Pull out every row of the listing that contains the string "line". Treat uppercase and lowercase as different.

→ **EXTRACTED MATERIAL**
[start]
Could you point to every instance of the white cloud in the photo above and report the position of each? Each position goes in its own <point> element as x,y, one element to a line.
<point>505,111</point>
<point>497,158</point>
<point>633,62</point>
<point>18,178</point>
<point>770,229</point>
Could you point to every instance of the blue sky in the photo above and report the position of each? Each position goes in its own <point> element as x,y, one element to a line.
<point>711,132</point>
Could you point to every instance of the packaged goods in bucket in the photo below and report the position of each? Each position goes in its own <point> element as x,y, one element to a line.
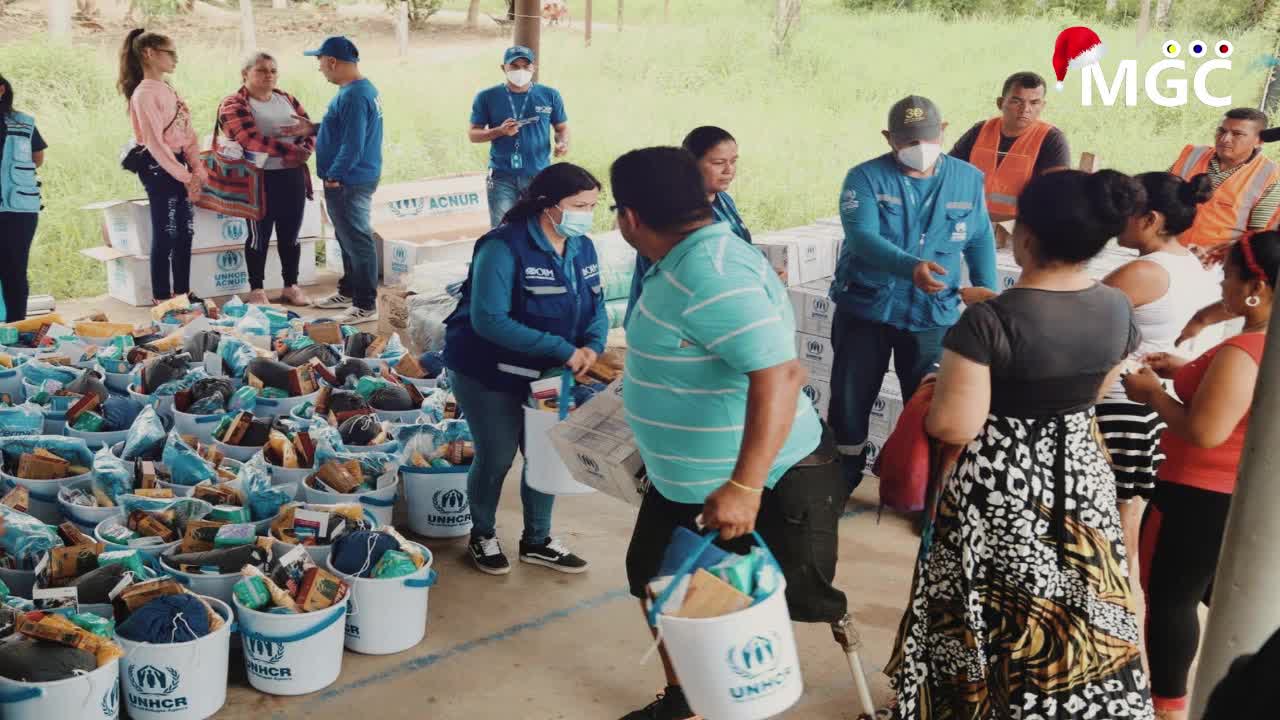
[end]
→ **THE COMPLETED TASK**
Could you point to every instance of the white cloud in the photo above and report the position of each? Each position goes in its own <point> element as x,y, one element to a line.
Could you point to every instance of the blue sky in the photo above and report the position of each? Each position goes in its own <point> element as x,y, one element to a line.
Could you point to every instance of the packaged goods in bucket in the photo below and report the position of each? Each position goes in its own <point> element as x,y, one element to a line.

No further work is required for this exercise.